Exercices à traiter —
1 - Extrayez de l'article sur les gradients le passage qui commence à « Un gradient simple » et se termine à « talent digital ! », sans rien y modifier.
2 - Prolongez l'article sur le retour des gradients en reprenant juste après sa dernière phrase.

Extrait de page —
▬▬▬▬▬▬

5 novembre 2021 Nicolas Delauney

Le Bureau des UX : Le Retour du Gradient

Les gradients dans les produits numériques ont un lourd passif, et souvent mauvaise presse, mais effectuent un retour en force depuis quelques années. Décryptage de cette tendance qui ne fait que se renforcer. Si votre identité possède plusieurs couleurs, un gradient est une solution qui rafraichira une interface.

#1. Kezako ?

Pour beaucoup, cette partie va enfoncer des portes ouvertes, mais il est toujours bon de rappeler les bases. En mathématiques, un gradient est un vecteur qui montre la variabilité autour d’un point. Définition barbare pour dire « comment ça va changer si je me déplace un petit peu« . Dans le cas présent, appliqué au numérique, nous allons nous intéresser aux gradients de couleurs, c’est à dire la transition plus ou moins douce d’une couleur à une autre, dans une direction, et avec plusieurs couleurs en points d’arrêt (plusieurs étapes dans le gradient).

gradient 2 couleurs

Un gradient simple (2 couleurs)

gradient 3 couleurs

Un gradient avec 3 arrêts

Vous l’aurez compris, nous allons parler beaucoup de couleurs. Si certains termes vous semblent obscurs, n’hésitez pas à relire notre dossier spécial sur les couleurs.

#2. Un peu d’histoire

Les débuts

Comment échapper aux gradients ? Je vais vous parler d’un temps que les moins de 20 ans ne peuvent pas connaître …. Le web en ce temps là était truffé de gradients. L’informatique avait démocratisé des choses jusqu’ici difficiles à atteindre en typographie. Si vous avez vécu les années 1990, impossible d’avoir échappé à la fièvre des wordarts ! Pourquoi se priver, c’est bien un signe de modernité et de votre talent digital !

The more you know...

Cependant, les wordarts sont rapidement tombés en désuétude. Et pour cause : avec les gradients comme le reste, un grand pouvoir implique de grandes responsabilités. L’abondance d’effets (3D, courbes, ombres, gradients,…) pouvait rendre le wordart peu lisible. Notamment, les gradients avec beaucoup de points d’arrêt comme un arc-en-ciel complet sont durs à déchiffrer pour le cerveau. Dans la nature, il n’existe pas de gradients aussi compacts.

▬▬▬▬▬▬

Données recueillies —
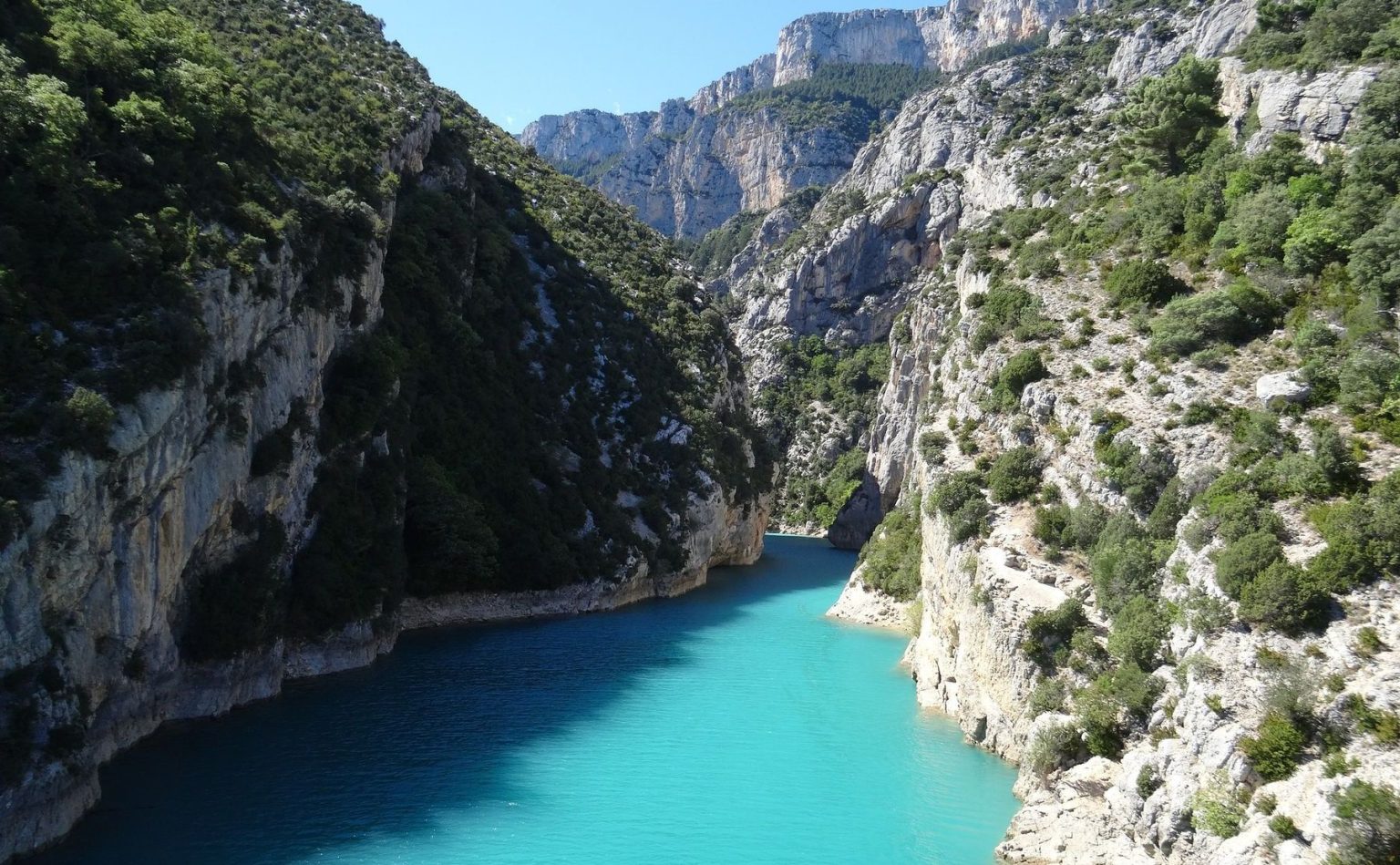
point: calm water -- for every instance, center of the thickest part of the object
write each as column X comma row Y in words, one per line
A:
column 733, row 726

▬▬▬▬▬▬

Résultats obtenus —
1 -
Un gradient simple (2 couleurs)

gradient 3 couleurs

Un gradient avec 3 arrêts

Vous l’aurez compris, nous allons parler beaucoup de couleurs. Si certains termes vous semblent obscurs, n’hésitez pas à relire notre dossier spécial sur les couleurs.

#2. Un peu d’histoire

Les débuts

Comment échapper aux gradients ? Je vais vous parler d’un temps que les moins de 20 ans ne peuvent pas connaître …. Le web en ce temps là était truffé de gradients. L’informatique avait démocratisé des choses jusqu’ici difficiles à atteindre en typographie. Si vous avez vécu les années 1990, impossible d’avoir échappé à la fièvre des wordarts ! Pourquoi se priver, c’est bien un signe de modernité et de votre talent digital !

2 -
Classic Wordart by Gregory K. Maxey

Classic Wordart by Gregory K. Maxey

Le temps des gradients résonnés

La nature justement, parlons en. Quittez cet écran des yeux quelques secondes pour regarder autour de vous : aucune couleur n’est réellement unie. Via les jeux d’ombres et de lumières, tout est un gradient de la couleur réelle. Et tenter de représenter ça dans le numérique, en design c’est ce qu’on appelle le skeuomorphisme. L’idée est simple : l’être humain à l’habitude que la lumière vienne d’en haut (un certain rapport avec le soleil), donc pour donner du volume aux éléments sur un écran il suffit de rajouter un gradient « plus clair » en haut de l’élément et un gradient « plus sombre » en bas. Changer la direction des gradients changera la « position » de la source de lumière.

Sur cet exemple, les lignes à côté représentent la forme perçue par le cerveau. Mais aviez vous besoin de ces lignes pour percevoir cette forme ?

buttons

Et le leader dans ce domaine, c’est l’iPhone 1, qui en 2007 a révolutionné la face du monde avec son design entièrement skeuomorphique. Regardez bien, chaque morceau d’interface contient un gradient !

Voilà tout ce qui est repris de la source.